* WORK TO BE COMPLETED *
Repeat the material verbatim. Images are excluded from the copy.

* DATASET *
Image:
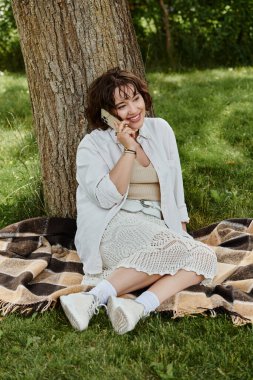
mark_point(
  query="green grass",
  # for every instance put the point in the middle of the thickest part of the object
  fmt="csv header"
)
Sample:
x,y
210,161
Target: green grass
x,y
20,191
212,115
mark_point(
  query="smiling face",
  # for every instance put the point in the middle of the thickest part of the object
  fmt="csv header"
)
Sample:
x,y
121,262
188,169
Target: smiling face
x,y
130,106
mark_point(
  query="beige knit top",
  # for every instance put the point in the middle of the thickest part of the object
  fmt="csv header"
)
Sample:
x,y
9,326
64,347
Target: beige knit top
x,y
144,183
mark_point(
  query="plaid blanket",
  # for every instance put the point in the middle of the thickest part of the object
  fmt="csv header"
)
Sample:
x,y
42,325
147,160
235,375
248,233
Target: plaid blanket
x,y
38,264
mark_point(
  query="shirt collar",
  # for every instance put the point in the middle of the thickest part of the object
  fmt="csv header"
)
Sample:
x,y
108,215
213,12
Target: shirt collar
x,y
143,132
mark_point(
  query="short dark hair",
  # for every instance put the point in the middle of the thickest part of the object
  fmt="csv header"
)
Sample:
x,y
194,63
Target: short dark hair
x,y
101,94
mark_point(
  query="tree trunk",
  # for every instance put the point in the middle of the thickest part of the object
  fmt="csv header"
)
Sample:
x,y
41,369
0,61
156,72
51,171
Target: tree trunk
x,y
165,11
66,44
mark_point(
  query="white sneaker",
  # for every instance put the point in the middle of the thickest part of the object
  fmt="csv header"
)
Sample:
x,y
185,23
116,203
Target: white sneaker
x,y
124,314
79,308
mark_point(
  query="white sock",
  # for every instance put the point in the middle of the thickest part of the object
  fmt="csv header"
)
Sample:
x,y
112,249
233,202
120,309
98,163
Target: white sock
x,y
149,300
103,291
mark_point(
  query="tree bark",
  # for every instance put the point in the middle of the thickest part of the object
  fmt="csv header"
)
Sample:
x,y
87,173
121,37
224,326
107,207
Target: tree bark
x,y
166,25
66,44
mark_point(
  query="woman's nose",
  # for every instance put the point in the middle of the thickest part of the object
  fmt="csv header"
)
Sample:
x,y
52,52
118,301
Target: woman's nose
x,y
132,108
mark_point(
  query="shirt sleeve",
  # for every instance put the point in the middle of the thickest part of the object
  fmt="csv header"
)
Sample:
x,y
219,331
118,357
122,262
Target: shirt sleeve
x,y
93,177
178,187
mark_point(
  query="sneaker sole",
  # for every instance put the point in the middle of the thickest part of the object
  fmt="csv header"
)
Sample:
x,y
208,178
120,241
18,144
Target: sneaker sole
x,y
117,317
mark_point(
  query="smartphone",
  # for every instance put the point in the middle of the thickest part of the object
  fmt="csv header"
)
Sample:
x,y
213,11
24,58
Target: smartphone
x,y
108,118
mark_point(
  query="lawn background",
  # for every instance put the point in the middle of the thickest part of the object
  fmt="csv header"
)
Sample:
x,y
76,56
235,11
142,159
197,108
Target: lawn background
x,y
212,115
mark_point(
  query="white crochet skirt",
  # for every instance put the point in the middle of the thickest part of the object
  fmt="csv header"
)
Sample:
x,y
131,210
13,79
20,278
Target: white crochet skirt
x,y
143,242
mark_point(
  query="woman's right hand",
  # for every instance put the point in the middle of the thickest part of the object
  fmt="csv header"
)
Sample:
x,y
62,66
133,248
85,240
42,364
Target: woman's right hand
x,y
126,135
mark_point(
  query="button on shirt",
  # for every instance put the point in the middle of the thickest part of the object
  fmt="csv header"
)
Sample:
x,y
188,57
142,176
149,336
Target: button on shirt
x,y
98,199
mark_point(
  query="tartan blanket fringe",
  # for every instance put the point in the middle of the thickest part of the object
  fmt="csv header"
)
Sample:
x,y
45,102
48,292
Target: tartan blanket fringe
x,y
26,310
38,264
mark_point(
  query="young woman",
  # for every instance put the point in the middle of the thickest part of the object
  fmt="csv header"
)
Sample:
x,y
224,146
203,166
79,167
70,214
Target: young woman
x,y
131,213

* WRITTEN SOLUTION *
Image:
mark_point(
  query="green grass",
  # for every instance put the point in the middle of the thickest part of the object
  fmt="csv header"
)
Sample:
x,y
210,161
Target: green grass
x,y
20,191
212,115
mark_point(
  query="smiling face",
  # for every instance put the point in the middle of the thickest part of the object
  fmt="csv header"
)
Sample:
x,y
121,262
188,169
Target: smiling face
x,y
130,106
mark_point(
  query="beige knit top",
  # for every instance put the point in the middle of the thickest part of the object
  fmt="csv header"
)
Sample:
x,y
9,326
64,347
Target: beige knit top
x,y
144,183
mark_point(
  query="plaid blanket",
  # for every instance put the point in the middle of the thickest part of the object
  fmt="csv header"
)
Sample:
x,y
42,325
147,160
235,375
248,233
Target: plaid blanket
x,y
38,264
mark_point(
  query="shirt collar",
  # for every instance put the point in the middle of the thickest part of the object
  fmt="csv header"
)
Sample:
x,y
108,215
213,12
Target: shirt collar
x,y
143,132
mark_point(
  query="short dark hair",
  # for every instance put the point in the middle of the thickest part of the object
  fmt="csv header"
)
Sample:
x,y
194,63
Target: short dark hair
x,y
101,94
mark_point(
  query="tree trunk",
  # for every instance put the point in the middle of the thickest part of the object
  fmt="csv header"
)
Sample:
x,y
41,369
0,61
156,72
51,171
Target: tree trunk
x,y
165,11
66,44
mark_point(
  query="white sneaker",
  # for every instance put the point in the middle of the thickest part of the object
  fmt="csv header"
)
Sample:
x,y
185,23
116,203
Target: white sneaker
x,y
124,314
79,308
mark_point(
  query="white sock",
  # for every instance put the point in the middle of the thickest part of the object
  fmt="csv header"
)
Sample:
x,y
112,249
233,202
120,309
98,163
Target: white sock
x,y
149,300
103,291
mark_point(
  query="tree bark",
  # for every instance put the point in the middle of the thickest part of the object
  fmt="csv header"
)
Sample:
x,y
87,173
121,37
224,326
107,207
Target: tree bark
x,y
166,25
66,44
mark_point(
  query="woman's nose",
  # for every instance put the point in the middle of the thickest part of the object
  fmt="csv header"
)
Sample:
x,y
52,52
118,301
Target: woman's nose
x,y
132,108
mark_point(
  query="shirt sleeve",
  # for every instance put the point in the middle of the thickest part of the object
  fmt="csv header"
)
Sample:
x,y
219,331
118,357
122,262
Target: shirt sleeve
x,y
93,177
178,187
mark_point(
  query="sneaker sole",
  # for every instance put the point in the middle of the thickest part of the object
  fmt="csv header"
)
Sample:
x,y
208,178
120,241
18,144
Target: sneaker sole
x,y
117,317
mark_point(
  query="smartphone",
  # for every instance put the point in the middle of the thickest part of the object
  fmt="csv header"
)
Sample:
x,y
213,11
24,58
Target: smartphone
x,y
108,118
mark_point(
  query="lawn background",
  # for every instance put the point in the middle of the thickest part of the object
  fmt="csv header"
)
Sample:
x,y
76,56
235,11
142,159
197,108
Target: lawn background
x,y
212,115
mark_point(
  query="white crochet skirt",
  # for every instance put the point in the middle of the thickest part of the object
  fmt="csv header"
)
Sample:
x,y
131,210
13,79
20,278
Target: white crochet skirt
x,y
143,242
mark_point(
  query="woman's right hand",
  # for every instance put the point in the middle of the thickest part of the object
  fmt="csv header"
)
Sample:
x,y
62,66
133,248
85,240
42,364
Target: woman's right hand
x,y
126,135
mark_point(
  query="button on shirt",
  # for every instance put the point in the middle of the thickest part of the object
  fmt="csv header"
)
Sample:
x,y
188,57
142,176
149,336
Target: button on shirt
x,y
98,199
mark_point(
  query="tartan blanket fringe",
  # for every instance put the point in the middle of the thickest part of the object
  fmt="csv header"
)
Sample:
x,y
45,102
48,292
Target: tartan blanket fringe
x,y
26,310
38,264
mark_point(
  query="young woman",
  # for every instance put the point in the middle of the thickest part of the object
  fmt="csv header"
)
Sample:
x,y
224,146
203,166
79,167
70,214
Target: young woman
x,y
131,213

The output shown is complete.